## REQUIRED WORK
Set every entry down again exactly, omitting none.

--

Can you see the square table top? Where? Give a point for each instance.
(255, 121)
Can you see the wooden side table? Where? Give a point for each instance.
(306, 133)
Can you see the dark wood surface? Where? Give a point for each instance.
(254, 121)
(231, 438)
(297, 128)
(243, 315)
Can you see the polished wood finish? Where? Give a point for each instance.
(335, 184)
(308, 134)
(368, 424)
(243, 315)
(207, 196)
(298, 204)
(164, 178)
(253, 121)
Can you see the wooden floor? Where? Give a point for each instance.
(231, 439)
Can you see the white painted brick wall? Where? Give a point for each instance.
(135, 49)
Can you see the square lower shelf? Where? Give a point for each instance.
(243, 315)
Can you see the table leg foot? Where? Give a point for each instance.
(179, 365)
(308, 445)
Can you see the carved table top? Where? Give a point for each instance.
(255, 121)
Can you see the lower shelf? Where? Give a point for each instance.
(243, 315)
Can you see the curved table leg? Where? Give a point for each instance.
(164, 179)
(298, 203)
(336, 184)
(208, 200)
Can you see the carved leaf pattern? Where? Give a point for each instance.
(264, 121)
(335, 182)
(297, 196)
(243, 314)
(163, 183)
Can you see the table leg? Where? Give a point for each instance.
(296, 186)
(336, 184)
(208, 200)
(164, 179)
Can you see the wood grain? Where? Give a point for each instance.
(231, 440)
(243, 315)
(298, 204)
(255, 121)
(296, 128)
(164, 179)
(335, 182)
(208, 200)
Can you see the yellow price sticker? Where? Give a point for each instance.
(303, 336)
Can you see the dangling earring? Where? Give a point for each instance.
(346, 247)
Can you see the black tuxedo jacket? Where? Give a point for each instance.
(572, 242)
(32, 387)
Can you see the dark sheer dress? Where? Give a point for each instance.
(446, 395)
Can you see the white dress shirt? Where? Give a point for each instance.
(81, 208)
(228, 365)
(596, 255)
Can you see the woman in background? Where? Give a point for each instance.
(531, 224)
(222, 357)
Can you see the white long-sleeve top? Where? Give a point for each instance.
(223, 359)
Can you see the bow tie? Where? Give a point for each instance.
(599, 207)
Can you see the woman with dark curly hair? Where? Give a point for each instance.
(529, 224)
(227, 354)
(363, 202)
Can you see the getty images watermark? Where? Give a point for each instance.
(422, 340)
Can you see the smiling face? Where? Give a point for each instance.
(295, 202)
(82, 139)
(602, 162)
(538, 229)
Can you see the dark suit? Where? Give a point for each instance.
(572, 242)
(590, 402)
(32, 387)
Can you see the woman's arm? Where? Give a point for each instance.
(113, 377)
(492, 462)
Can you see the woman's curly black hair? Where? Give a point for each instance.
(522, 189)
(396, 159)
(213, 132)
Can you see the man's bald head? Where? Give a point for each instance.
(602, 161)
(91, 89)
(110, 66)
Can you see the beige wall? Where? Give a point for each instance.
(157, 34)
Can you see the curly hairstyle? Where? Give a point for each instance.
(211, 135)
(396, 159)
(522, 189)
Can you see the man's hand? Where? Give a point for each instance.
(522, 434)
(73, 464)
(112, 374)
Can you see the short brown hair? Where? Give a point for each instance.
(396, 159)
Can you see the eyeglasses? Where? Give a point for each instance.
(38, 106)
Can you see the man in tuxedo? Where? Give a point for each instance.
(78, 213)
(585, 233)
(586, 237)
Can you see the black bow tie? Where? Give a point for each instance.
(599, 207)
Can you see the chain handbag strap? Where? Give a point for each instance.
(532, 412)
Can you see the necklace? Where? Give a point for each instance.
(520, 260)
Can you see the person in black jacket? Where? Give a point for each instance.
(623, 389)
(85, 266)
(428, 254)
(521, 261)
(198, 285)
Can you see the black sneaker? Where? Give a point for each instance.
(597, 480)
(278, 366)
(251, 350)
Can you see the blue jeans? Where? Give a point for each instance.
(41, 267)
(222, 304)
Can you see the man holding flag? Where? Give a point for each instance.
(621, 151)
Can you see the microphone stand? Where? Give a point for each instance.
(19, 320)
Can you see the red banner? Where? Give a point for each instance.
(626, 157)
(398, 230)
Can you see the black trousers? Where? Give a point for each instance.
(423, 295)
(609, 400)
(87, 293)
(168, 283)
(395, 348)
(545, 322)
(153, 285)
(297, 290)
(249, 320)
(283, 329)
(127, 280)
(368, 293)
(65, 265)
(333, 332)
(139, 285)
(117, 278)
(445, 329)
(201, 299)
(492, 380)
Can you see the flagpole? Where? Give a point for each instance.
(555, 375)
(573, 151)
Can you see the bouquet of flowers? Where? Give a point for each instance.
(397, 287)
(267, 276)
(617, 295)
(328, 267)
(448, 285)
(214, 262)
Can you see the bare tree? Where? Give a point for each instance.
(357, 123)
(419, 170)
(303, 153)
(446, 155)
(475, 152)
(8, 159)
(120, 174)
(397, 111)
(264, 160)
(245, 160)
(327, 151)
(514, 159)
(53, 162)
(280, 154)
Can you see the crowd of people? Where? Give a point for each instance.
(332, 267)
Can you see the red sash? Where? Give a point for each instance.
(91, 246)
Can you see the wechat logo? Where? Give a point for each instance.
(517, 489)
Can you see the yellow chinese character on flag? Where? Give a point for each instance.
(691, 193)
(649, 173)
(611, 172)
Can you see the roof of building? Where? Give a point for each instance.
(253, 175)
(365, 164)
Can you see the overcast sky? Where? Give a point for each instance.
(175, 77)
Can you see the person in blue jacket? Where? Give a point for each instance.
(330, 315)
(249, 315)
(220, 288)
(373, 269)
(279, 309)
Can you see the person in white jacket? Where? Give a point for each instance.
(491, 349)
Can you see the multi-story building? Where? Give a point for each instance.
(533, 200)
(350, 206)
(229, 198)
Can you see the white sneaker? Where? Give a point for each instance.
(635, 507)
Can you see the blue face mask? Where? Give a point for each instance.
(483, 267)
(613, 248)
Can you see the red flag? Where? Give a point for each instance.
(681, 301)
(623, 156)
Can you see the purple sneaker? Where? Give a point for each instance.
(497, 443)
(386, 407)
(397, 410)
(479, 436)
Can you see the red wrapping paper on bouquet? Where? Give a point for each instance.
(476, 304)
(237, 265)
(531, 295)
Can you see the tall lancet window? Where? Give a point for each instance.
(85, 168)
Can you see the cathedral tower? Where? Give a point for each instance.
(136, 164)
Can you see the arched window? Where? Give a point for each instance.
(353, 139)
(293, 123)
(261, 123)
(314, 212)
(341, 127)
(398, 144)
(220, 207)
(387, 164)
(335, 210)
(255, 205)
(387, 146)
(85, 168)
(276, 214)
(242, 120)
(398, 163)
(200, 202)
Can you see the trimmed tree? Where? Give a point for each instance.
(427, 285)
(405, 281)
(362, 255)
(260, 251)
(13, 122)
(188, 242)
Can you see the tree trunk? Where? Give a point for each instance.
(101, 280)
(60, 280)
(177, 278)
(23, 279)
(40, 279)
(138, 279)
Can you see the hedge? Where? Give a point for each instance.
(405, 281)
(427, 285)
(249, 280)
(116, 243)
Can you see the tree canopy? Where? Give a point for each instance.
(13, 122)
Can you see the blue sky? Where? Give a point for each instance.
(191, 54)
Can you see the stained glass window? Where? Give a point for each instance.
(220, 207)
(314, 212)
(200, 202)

--

## FINAL ANSWER
Can you see the square table top? Where? Give a point for each instance.
(255, 121)
Can you see the wooden side table? Where? Give a point for each instance.
(306, 133)
Can you see the dark wood surface? Where? Give a point for each instance.
(254, 121)
(231, 438)
(297, 128)
(243, 315)
Can you see the polished wood finish? Where? Give a point for each instance.
(335, 184)
(308, 134)
(368, 424)
(243, 315)
(207, 196)
(298, 204)
(164, 178)
(253, 121)
Can you see the wooden floor? Where? Give a point for each instance.
(231, 439)
Can you see the white painted brick wall? Where? Give a point for each instance.
(135, 49)
Can you see the square lower shelf? Where? Give a point for each instance.
(243, 315)
Can you see the table leg foot? Where? Give a point for each instance.
(179, 365)
(308, 445)
Can you see the carved table top? Where? Give a point for each instance.
(255, 121)
Can you see the lower shelf? Where? Give a point for each instance.
(243, 315)
Can you see the curved table leg? Where? Give a point for each instance.
(164, 179)
(298, 203)
(336, 184)
(208, 200)
Can you see the carved leaf pattern? Where? Give a point for each instance.
(264, 121)
(335, 182)
(297, 196)
(243, 314)
(163, 183)
Can you see the table leg? Where? Give a point for each instance.
(296, 186)
(336, 184)
(208, 200)
(164, 179)
Can you see the wood grain? Where? Give a point for each instance.
(231, 440)
(243, 315)
(298, 204)
(255, 121)
(296, 128)
(164, 179)
(335, 182)
(208, 200)
Can you see the yellow price sticker? Where? Give a point for each instance.
(303, 336)
Can you see the dangling earring? Where? Give a point for each instance.
(346, 247)
Can you see the black tuxedo jacket? Where? Give a point for each instance.
(572, 242)
(32, 387)
Can you see the dark sheer dress? Where? Give a point for each instance.
(446, 395)
Can you see the white dress shirt? Where? Give a point for each instance.
(81, 208)
(228, 365)
(596, 255)
Can you see the woman in background? Where? Give a point for each instance.
(531, 224)
(222, 357)
Can you see the white long-sleeve top? Where? Give a point for each instance.
(223, 359)
Can you see the bow tie? Where? Give a point for each instance.
(599, 207)
Can you see the woman with dark curly hair? Where? Give a point for each instance.
(529, 224)
(227, 354)
(363, 202)
Can you see the getty images watermark? Where? Give a point for each instance.
(422, 340)
Can you see the smiling face? Where? Give a point for each instance.
(295, 202)
(82, 139)
(602, 162)
(538, 229)
Can you see the dark suit? Where? Give a point for each instance.
(572, 242)
(590, 402)
(32, 387)
Can you see the woman's arm? Where? Give a point for each instance.
(113, 377)
(492, 462)
Can you see the woman's curly black hair? Where? Give a point for each instance.
(522, 189)
(396, 159)
(213, 132)
Can you see the man's bald head? Where? Give a point for each instance.
(602, 161)
(91, 89)
(110, 66)
Can you see the beige wall? Where? Give a point for each instance.
(157, 34)
Can you see the curly hairstyle? Where? Give a point for each instance.
(211, 135)
(396, 159)
(522, 189)
Can you see the man's hand? Where? Give a point for each instance.
(522, 434)
(73, 464)
(112, 374)
Can you see the short brown hair? Where? Give a point for each instance.
(396, 159)
Can you see the eyeglasses? Where? Give a point for each instance.
(38, 106)
Can you see the man in tuxedo? Where? Give a point for each instance.
(78, 213)
(585, 233)
(586, 237)
Can you see the black bow tie? Where? Give a point for each instance.
(599, 207)
Can you see the chain handbag strap? Where? Give a point for each instance.
(532, 412)
Can you see the necklace? Where? Give a point for each instance.
(520, 260)
Can you see the person in black jacket? Where? Give a point for each instance.
(623, 389)
(85, 266)
(428, 254)
(521, 261)
(198, 285)
Can you see the black sneaker? Where? Give a point for each instance.
(597, 480)
(278, 366)
(251, 350)
Can you see the blue jeans? Where? Give a point for each instance.
(41, 267)
(222, 304)
Can you see the man holding flag? Where? Give a point for each instance.
(621, 151)
Can you see the microphone stand? Where? Give a point for each instance.
(19, 320)
Can you see the red banner? Where? Give a point for each instance.
(626, 157)
(398, 230)
Can you see the black trousers? Where? Give a point for each instance.
(423, 295)
(609, 400)
(87, 293)
(168, 283)
(395, 348)
(545, 322)
(153, 285)
(297, 290)
(249, 320)
(283, 329)
(127, 280)
(368, 293)
(65, 265)
(333, 332)
(139, 285)
(117, 278)
(445, 329)
(201, 299)
(492, 380)
Can you see the flagpole? Where? Give a point for each instance.
(555, 375)
(573, 151)
Can you see the bouquet of flowers? Where? Give a point for each instance.
(397, 287)
(267, 276)
(617, 295)
(328, 267)
(448, 285)
(214, 262)
Can you see the bare tree? Where? Give a point for each instance.
(357, 123)
(419, 170)
(303, 153)
(446, 155)
(475, 152)
(8, 159)
(120, 174)
(397, 111)
(264, 160)
(245, 160)
(327, 151)
(514, 159)
(53, 162)
(280, 154)
Can you see the crowd of people? Where? Give a point for each instance.
(332, 267)
Can you see the red sash? Where? Give a point for each instance.
(91, 246)
Can you see the wechat logo? Where? Give a point for each instance.
(517, 489)
Can you see the yellow chinese character on flag? Where? Give a point for each instance.
(691, 193)
(649, 173)
(611, 172)
Can you see the roof of building? Where? Give a point for each instance.
(253, 175)
(365, 164)
Can you see the overcast sky? Where? Give a point for each instance.
(175, 77)
Can you see the person in blue jacket? Where? Give a point for each instance.
(330, 315)
(249, 315)
(220, 288)
(373, 269)
(279, 309)
Can you see the person in white jacket? Where? Give a point for each instance.
(491, 349)
Can you see the multi-story building? Where? Give a point for each instance.
(533, 200)
(350, 206)
(229, 198)
Can you see the white sneaker? Where? Give a point for each instance.
(635, 507)
Can you see the blue face mask? Where? Give a point for each instance.
(483, 267)
(613, 248)
Can you see the red flag? Where? Give a point for each instance.
(681, 301)
(623, 156)
Can you see the purple sneaker? Where? Give a point for each instance.
(497, 443)
(386, 407)
(397, 410)
(479, 436)
Can you see the red wrapping paper on bouquet? Where? Give a point for each instance.
(476, 304)
(237, 265)
(531, 295)
Can you see the tall lancet window? Where? Give a point for each instance.
(85, 168)
Can you see the cathedral tower? Where? Give a point for each instance.
(136, 164)
Can you see the arched window? Where? Give a point for each instance.
(353, 139)
(293, 123)
(261, 123)
(314, 212)
(341, 127)
(398, 144)
(220, 207)
(387, 164)
(335, 210)
(255, 205)
(387, 146)
(85, 168)
(276, 214)
(242, 120)
(398, 163)
(200, 202)
Can you see the trimmed tree? Where? Give a point for each instance.
(427, 285)
(405, 281)
(362, 255)
(260, 251)
(13, 122)
(188, 242)
Can you see the tree trunk? Where? Give a point for each instance.
(101, 280)
(60, 280)
(177, 278)
(23, 279)
(40, 279)
(138, 279)
Can you see the hedge? Where? Give a point for each instance.
(405, 281)
(427, 285)
(249, 280)
(116, 243)
Can you see the tree canopy? Where? Give a point for each instance.
(13, 122)
Can you see the blue sky? Where? Give a point for each instance.
(191, 54)
Can you see the stained glass window? Where? Give a point for each instance.
(220, 207)
(314, 212)
(200, 202)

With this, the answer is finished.